-- begin --
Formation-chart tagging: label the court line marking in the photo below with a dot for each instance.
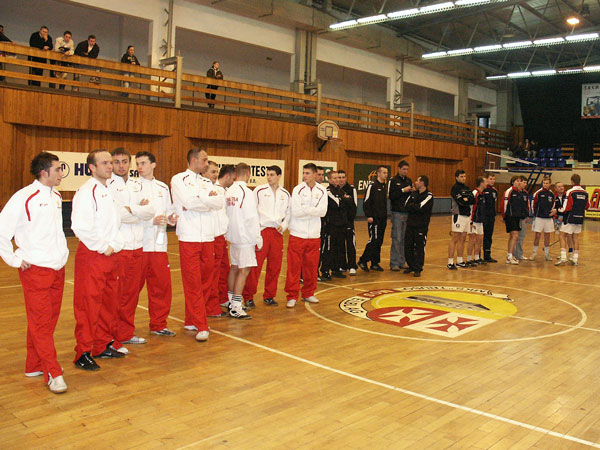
(402, 390)
(453, 341)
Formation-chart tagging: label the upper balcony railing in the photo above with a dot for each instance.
(175, 88)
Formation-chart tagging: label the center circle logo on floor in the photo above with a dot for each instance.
(440, 310)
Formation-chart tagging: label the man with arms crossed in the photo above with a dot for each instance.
(461, 199)
(156, 271)
(134, 207)
(95, 221)
(195, 199)
(273, 204)
(243, 235)
(399, 190)
(33, 216)
(543, 210)
(309, 204)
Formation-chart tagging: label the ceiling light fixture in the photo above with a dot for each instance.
(413, 12)
(518, 45)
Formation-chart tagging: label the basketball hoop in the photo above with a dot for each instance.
(327, 131)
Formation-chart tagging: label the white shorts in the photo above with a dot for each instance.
(460, 224)
(571, 228)
(242, 255)
(541, 225)
(476, 228)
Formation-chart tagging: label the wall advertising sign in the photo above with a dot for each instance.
(327, 165)
(590, 101)
(363, 173)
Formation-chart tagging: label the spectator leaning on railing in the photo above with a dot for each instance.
(129, 58)
(88, 49)
(42, 40)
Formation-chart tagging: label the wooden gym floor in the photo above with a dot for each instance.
(526, 376)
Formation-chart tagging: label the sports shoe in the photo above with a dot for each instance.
(86, 362)
(135, 340)
(123, 350)
(237, 312)
(109, 353)
(202, 336)
(164, 332)
(34, 374)
(57, 385)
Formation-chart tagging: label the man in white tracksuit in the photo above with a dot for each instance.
(243, 235)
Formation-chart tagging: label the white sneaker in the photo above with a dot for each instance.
(123, 350)
(34, 374)
(57, 385)
(202, 336)
(135, 340)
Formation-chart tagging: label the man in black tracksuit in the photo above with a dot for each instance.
(351, 197)
(418, 205)
(490, 194)
(375, 208)
(336, 220)
(398, 192)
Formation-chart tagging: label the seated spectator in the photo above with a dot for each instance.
(42, 40)
(88, 49)
(66, 46)
(129, 58)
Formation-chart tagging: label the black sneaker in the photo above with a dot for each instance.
(86, 362)
(363, 266)
(109, 353)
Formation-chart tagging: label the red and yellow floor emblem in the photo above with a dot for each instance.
(440, 310)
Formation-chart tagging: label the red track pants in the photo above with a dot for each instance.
(95, 301)
(130, 267)
(216, 287)
(43, 289)
(303, 256)
(157, 276)
(197, 265)
(272, 250)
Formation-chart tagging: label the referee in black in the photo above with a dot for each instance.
(375, 208)
(419, 206)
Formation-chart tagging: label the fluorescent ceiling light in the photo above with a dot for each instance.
(582, 37)
(519, 74)
(403, 13)
(436, 7)
(517, 44)
(433, 55)
(547, 41)
(372, 19)
(488, 48)
(539, 73)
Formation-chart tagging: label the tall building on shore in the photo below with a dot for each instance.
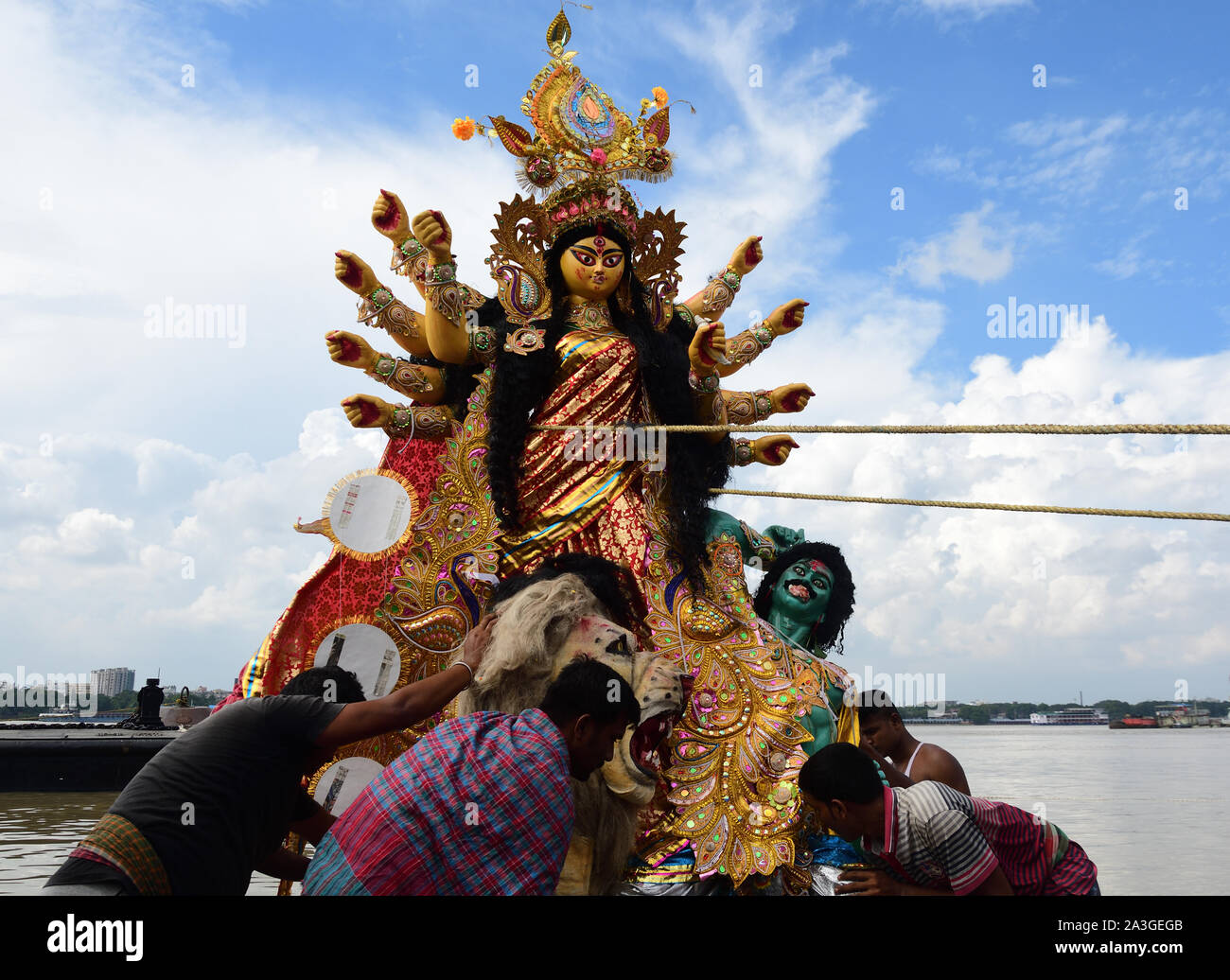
(114, 680)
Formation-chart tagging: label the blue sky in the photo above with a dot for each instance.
(126, 187)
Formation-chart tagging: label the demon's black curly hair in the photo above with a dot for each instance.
(831, 632)
(523, 381)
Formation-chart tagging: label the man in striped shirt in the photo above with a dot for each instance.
(930, 840)
(483, 804)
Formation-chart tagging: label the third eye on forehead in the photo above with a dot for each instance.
(609, 251)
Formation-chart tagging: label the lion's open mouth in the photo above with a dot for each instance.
(648, 738)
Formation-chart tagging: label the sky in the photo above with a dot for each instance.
(910, 164)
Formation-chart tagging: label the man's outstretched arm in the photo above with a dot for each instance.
(411, 704)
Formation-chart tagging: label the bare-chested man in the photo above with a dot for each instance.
(903, 758)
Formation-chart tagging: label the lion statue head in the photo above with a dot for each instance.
(540, 630)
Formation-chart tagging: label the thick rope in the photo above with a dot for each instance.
(971, 505)
(1024, 429)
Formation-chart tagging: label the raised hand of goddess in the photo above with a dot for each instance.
(367, 411)
(786, 318)
(708, 347)
(748, 254)
(773, 450)
(351, 349)
(355, 273)
(389, 218)
(435, 235)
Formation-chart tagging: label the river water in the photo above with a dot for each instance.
(1149, 807)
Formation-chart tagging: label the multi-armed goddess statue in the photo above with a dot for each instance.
(527, 438)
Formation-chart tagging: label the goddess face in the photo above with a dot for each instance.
(803, 590)
(593, 267)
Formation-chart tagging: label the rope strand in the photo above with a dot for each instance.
(971, 505)
(1022, 429)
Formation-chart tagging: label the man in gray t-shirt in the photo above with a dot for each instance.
(216, 803)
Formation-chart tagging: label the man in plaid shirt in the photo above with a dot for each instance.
(927, 839)
(483, 804)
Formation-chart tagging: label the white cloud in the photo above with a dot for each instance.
(947, 10)
(159, 451)
(971, 250)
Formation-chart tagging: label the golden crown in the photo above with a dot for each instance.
(582, 143)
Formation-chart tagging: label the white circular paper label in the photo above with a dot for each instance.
(369, 513)
(341, 783)
(368, 652)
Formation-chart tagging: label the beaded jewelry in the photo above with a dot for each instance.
(706, 385)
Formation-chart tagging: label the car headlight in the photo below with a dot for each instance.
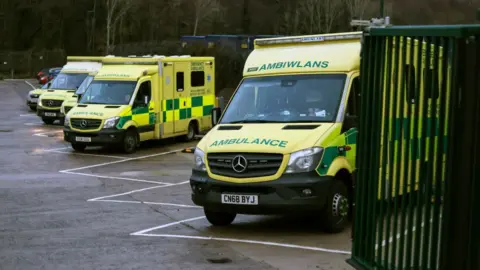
(66, 122)
(111, 122)
(199, 160)
(304, 160)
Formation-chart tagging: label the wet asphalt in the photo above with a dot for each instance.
(107, 210)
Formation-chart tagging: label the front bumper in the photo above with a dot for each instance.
(280, 196)
(50, 113)
(98, 138)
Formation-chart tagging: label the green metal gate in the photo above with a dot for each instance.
(416, 202)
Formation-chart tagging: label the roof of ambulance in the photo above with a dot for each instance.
(339, 52)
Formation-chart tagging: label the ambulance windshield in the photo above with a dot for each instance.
(109, 92)
(84, 85)
(68, 81)
(286, 98)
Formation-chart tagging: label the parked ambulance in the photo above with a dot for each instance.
(33, 95)
(286, 142)
(135, 99)
(64, 86)
(70, 102)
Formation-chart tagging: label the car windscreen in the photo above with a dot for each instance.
(84, 85)
(68, 81)
(286, 98)
(109, 92)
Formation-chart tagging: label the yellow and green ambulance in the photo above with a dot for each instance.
(286, 142)
(70, 102)
(135, 99)
(64, 86)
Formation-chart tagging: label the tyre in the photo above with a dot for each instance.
(48, 121)
(335, 216)
(192, 131)
(219, 218)
(130, 142)
(79, 147)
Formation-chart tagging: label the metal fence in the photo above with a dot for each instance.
(418, 189)
(27, 63)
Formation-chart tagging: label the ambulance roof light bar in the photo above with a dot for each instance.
(374, 22)
(305, 39)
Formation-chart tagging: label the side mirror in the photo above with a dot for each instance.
(216, 113)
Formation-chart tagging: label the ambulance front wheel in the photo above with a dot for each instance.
(48, 121)
(130, 141)
(79, 147)
(335, 216)
(219, 218)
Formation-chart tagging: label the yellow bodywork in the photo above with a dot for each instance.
(176, 102)
(75, 65)
(320, 54)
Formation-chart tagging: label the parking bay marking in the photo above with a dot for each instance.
(145, 232)
(150, 203)
(265, 243)
(137, 190)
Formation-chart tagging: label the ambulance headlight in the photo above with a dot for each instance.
(304, 160)
(199, 160)
(111, 122)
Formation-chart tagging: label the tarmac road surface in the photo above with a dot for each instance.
(107, 210)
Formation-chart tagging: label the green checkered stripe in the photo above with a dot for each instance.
(186, 108)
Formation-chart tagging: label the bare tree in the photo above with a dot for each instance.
(320, 14)
(116, 9)
(357, 8)
(203, 9)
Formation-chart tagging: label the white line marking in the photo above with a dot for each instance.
(31, 85)
(87, 154)
(151, 203)
(134, 191)
(56, 149)
(118, 178)
(44, 134)
(142, 232)
(120, 161)
(334, 251)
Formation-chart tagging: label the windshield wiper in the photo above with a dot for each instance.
(253, 121)
(92, 102)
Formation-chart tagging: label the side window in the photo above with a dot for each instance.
(410, 82)
(180, 78)
(144, 93)
(197, 78)
(353, 103)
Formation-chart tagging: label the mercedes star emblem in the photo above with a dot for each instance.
(239, 164)
(83, 123)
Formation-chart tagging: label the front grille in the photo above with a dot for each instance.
(258, 164)
(80, 123)
(51, 103)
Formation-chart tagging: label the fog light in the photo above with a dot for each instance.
(307, 192)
-- end --
*To be done*.
Lay out the data as a JSON list of strings, one string per line and no blank lines. Start at the line with "Formation-chart tagging: label the side window" and continue to the end of the data, including that first line.

*Result of this exercise*.
[
  "Formation-chart tagging: label the side window in the photo above with a dot for each instance.",
  "(410, 82)",
  "(180, 78)",
  "(144, 93)",
  "(197, 78)",
  "(353, 103)",
  "Formation-chart tagging: label the mercedes star emblem in the photo above with a dot for each instance.",
  "(239, 164)",
  "(83, 123)",
  "Formation-chart tagging: label the front grille in the photo above with a dot for each instance.",
  "(258, 164)",
  "(80, 123)",
  "(51, 103)",
  "Formation-chart tagging: label the fog light in the photo above with a dot for each instance.",
  "(307, 192)"
]